What is expected:
Your task is to repeat the records exactly from the line containing "indicate the table lamp, one dot per instance" onward, through the final line.

Provided data:
---*---

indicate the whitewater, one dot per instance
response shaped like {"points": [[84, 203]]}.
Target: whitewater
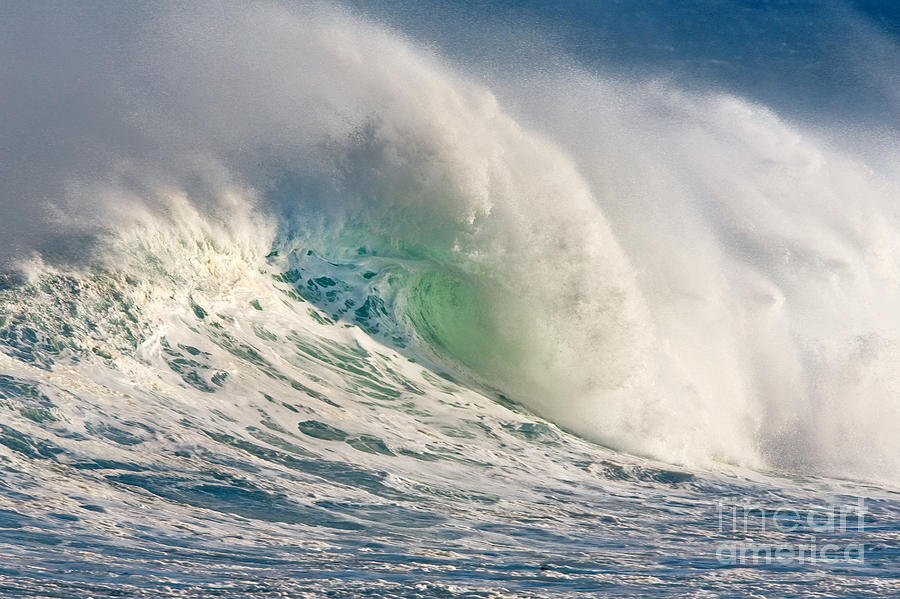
{"points": [[306, 300]]}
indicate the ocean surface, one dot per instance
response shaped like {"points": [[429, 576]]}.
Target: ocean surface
{"points": [[501, 299]]}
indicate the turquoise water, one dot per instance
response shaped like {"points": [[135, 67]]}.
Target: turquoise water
{"points": [[492, 301]]}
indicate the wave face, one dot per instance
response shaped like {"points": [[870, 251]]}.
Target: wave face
{"points": [[294, 304]]}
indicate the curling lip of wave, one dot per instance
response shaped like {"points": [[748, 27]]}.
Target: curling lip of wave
{"points": [[683, 275]]}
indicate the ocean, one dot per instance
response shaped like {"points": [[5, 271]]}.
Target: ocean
{"points": [[500, 299]]}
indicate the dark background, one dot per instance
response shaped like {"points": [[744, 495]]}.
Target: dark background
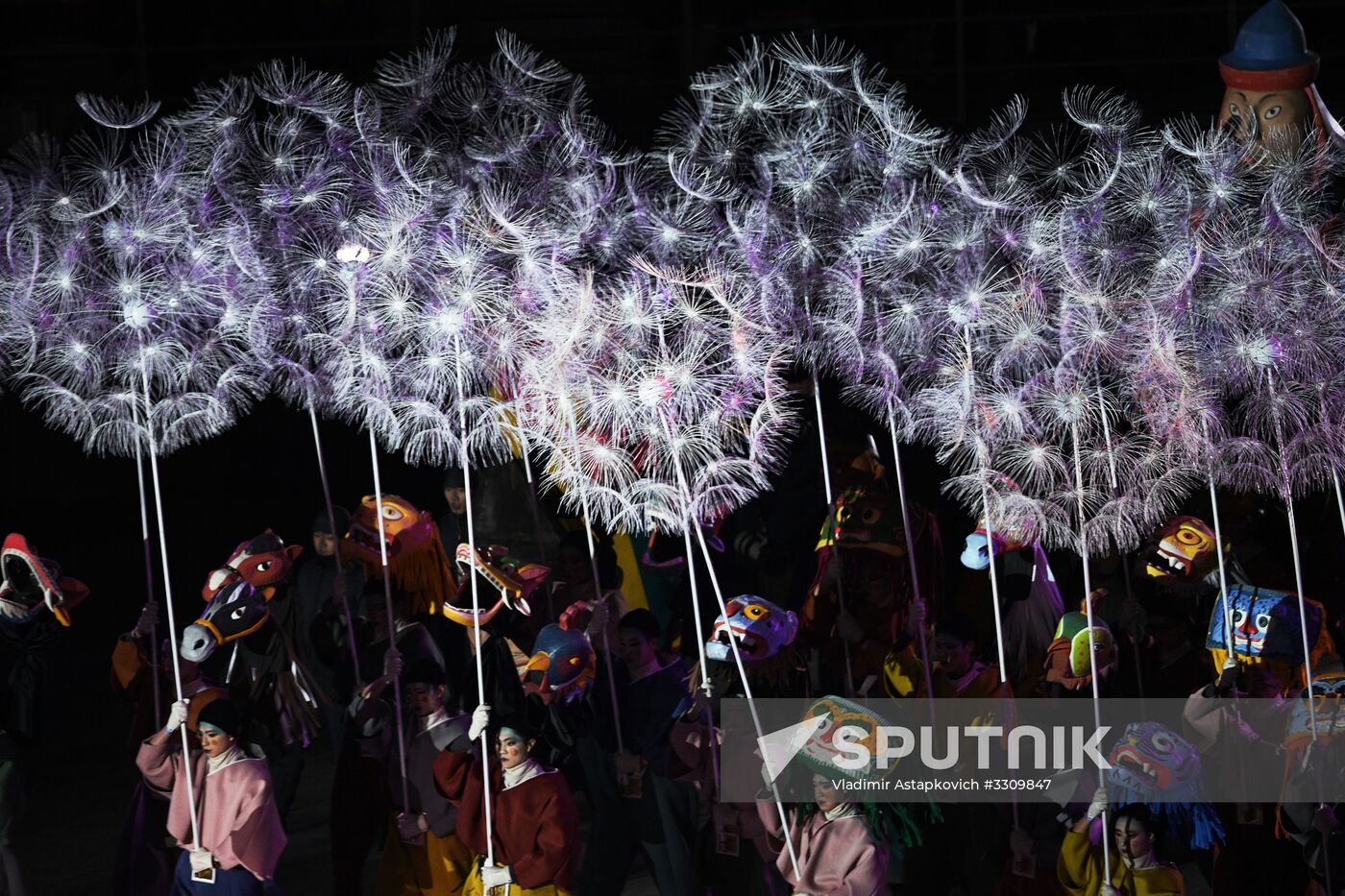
{"points": [[959, 61]]}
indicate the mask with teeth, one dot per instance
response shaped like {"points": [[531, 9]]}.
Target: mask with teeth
{"points": [[1159, 767], [1181, 552], [755, 627], [31, 583], [1066, 658], [1267, 628]]}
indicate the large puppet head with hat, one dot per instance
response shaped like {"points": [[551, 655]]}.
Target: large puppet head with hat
{"points": [[416, 559], [1268, 83], [31, 583]]}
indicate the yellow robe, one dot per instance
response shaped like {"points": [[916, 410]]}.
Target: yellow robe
{"points": [[1080, 872], [440, 866]]}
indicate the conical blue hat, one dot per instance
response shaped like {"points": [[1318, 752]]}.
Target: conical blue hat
{"points": [[1270, 39]]}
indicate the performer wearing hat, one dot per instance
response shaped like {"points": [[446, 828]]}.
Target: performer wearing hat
{"points": [[535, 825], [1270, 78], [241, 835], [421, 853]]}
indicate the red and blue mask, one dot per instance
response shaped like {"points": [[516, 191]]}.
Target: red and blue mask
{"points": [[753, 627]]}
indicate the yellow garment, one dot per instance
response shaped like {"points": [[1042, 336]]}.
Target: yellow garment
{"points": [[439, 866], [1080, 872], [475, 888]]}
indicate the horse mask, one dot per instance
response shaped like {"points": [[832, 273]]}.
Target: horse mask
{"points": [[238, 594], [265, 563], [755, 627], [31, 583]]}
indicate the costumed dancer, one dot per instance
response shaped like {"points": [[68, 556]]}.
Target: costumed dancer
{"points": [[636, 805], [1029, 597], [29, 587], [844, 848], [359, 794], [1134, 837], [957, 671], [322, 594], [423, 853], [735, 856], [535, 825], [241, 835], [144, 861], [863, 563]]}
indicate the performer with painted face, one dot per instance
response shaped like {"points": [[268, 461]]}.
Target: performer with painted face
{"points": [[421, 855], [535, 825], [1136, 869], [241, 835]]}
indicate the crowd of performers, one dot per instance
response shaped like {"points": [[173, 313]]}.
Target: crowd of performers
{"points": [[598, 712]]}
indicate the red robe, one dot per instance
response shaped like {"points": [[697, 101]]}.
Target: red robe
{"points": [[535, 824]]}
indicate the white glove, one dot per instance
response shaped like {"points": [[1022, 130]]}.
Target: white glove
{"points": [[1099, 804], [480, 721], [177, 715], [495, 876]]}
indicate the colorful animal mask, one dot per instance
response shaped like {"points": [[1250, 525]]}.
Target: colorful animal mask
{"points": [[264, 563], [819, 752], [1181, 552], [511, 579], [1154, 763], [755, 627], [405, 529], [416, 557], [237, 611], [561, 666], [1066, 657], [1328, 709], [1013, 529], [864, 519], [1264, 626], [1159, 767], [31, 583]]}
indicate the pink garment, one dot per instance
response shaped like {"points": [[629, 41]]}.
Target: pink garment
{"points": [[836, 858], [238, 819]]}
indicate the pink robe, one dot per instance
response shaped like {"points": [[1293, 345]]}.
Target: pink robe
{"points": [[238, 819], [836, 859]]}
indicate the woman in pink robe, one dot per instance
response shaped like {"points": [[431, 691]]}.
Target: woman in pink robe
{"points": [[837, 853], [241, 835]]}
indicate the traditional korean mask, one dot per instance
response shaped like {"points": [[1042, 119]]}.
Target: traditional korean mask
{"points": [[755, 627], [405, 529], [1154, 764], [1181, 552], [235, 611], [31, 583], [863, 519], [819, 752], [1013, 529], [1066, 658], [264, 563], [561, 666], [1264, 624], [1328, 709], [510, 579]]}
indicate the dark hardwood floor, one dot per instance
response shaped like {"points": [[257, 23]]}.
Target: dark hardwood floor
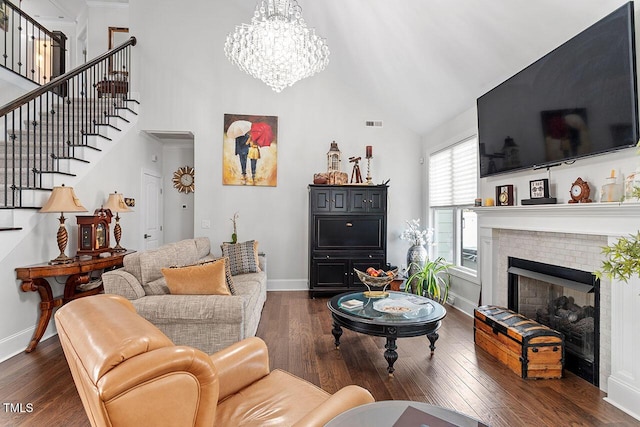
{"points": [[298, 332]]}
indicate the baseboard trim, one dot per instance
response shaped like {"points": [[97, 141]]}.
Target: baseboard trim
{"points": [[18, 342], [464, 305], [287, 285], [623, 396]]}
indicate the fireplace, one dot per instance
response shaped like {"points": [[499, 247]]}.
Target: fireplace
{"points": [[565, 299]]}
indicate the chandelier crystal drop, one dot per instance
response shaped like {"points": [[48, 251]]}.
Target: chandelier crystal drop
{"points": [[277, 47]]}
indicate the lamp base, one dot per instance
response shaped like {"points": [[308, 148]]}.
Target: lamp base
{"points": [[61, 259]]}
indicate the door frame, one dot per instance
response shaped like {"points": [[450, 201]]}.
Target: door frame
{"points": [[144, 202]]}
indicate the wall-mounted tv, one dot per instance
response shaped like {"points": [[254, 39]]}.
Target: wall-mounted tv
{"points": [[579, 100]]}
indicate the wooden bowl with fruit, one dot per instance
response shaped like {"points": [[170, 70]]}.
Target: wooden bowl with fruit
{"points": [[376, 278]]}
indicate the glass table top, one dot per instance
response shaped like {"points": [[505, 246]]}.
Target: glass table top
{"points": [[397, 308]]}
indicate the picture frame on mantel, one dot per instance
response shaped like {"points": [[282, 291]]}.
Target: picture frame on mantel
{"points": [[539, 188], [539, 193]]}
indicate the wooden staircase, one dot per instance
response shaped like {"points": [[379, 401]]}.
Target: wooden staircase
{"points": [[51, 133]]}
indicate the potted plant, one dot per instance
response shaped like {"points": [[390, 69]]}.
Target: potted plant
{"points": [[431, 280], [622, 258]]}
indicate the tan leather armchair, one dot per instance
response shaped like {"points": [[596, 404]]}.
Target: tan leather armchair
{"points": [[128, 373]]}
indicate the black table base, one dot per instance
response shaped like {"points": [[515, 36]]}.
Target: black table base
{"points": [[391, 333]]}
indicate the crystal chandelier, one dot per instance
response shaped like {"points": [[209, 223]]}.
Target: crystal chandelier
{"points": [[277, 47]]}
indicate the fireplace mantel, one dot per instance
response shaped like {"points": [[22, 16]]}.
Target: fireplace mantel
{"points": [[607, 219], [610, 220]]}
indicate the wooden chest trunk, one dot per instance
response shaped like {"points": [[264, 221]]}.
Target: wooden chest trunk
{"points": [[528, 348]]}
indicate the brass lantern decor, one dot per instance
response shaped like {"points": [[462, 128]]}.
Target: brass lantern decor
{"points": [[184, 179], [333, 158], [116, 204], [93, 233], [335, 176]]}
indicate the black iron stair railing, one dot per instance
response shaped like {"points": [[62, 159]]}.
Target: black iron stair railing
{"points": [[45, 130], [29, 49]]}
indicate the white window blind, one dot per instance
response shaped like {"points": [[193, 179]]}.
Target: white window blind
{"points": [[453, 175]]}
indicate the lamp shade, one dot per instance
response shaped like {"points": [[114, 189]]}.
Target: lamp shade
{"points": [[115, 203], [63, 199]]}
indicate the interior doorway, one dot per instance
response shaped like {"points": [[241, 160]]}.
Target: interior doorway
{"points": [[178, 211]]}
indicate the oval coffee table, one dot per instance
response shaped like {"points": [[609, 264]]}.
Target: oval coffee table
{"points": [[399, 315], [401, 412]]}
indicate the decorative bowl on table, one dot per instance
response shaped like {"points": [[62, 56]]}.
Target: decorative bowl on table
{"points": [[381, 281]]}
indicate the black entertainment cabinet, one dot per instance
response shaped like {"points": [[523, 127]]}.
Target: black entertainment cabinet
{"points": [[347, 230]]}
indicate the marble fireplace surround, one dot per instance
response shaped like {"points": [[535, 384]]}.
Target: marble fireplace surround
{"points": [[572, 235]]}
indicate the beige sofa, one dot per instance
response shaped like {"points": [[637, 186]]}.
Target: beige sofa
{"points": [[207, 322]]}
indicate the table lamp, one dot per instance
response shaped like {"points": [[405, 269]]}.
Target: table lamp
{"points": [[62, 199], [115, 203]]}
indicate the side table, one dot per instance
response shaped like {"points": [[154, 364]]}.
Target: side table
{"points": [[77, 285]]}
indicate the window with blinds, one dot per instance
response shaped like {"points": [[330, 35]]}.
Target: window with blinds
{"points": [[453, 175], [453, 186]]}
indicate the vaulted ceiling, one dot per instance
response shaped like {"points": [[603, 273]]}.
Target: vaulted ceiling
{"points": [[424, 61]]}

---*---

Expected answer:
indicate the table lamp, one dot per instance
response shaped like {"points": [[405, 269]]}.
Target: table lamp
{"points": [[62, 199], [115, 203]]}
indicate the side table, one dot per instance
response shaped like {"points": [[154, 364]]}.
Target: side table
{"points": [[77, 285]]}
indicate the window with blinds, one dot per instance
response shaped like {"points": [[330, 35]]}.
Target: window with blinds
{"points": [[453, 175], [453, 186]]}
indicate the vaulted ceiling, one dot per instance
response shaped like {"points": [[603, 273]]}.
Target: vaulted ceiling
{"points": [[424, 61]]}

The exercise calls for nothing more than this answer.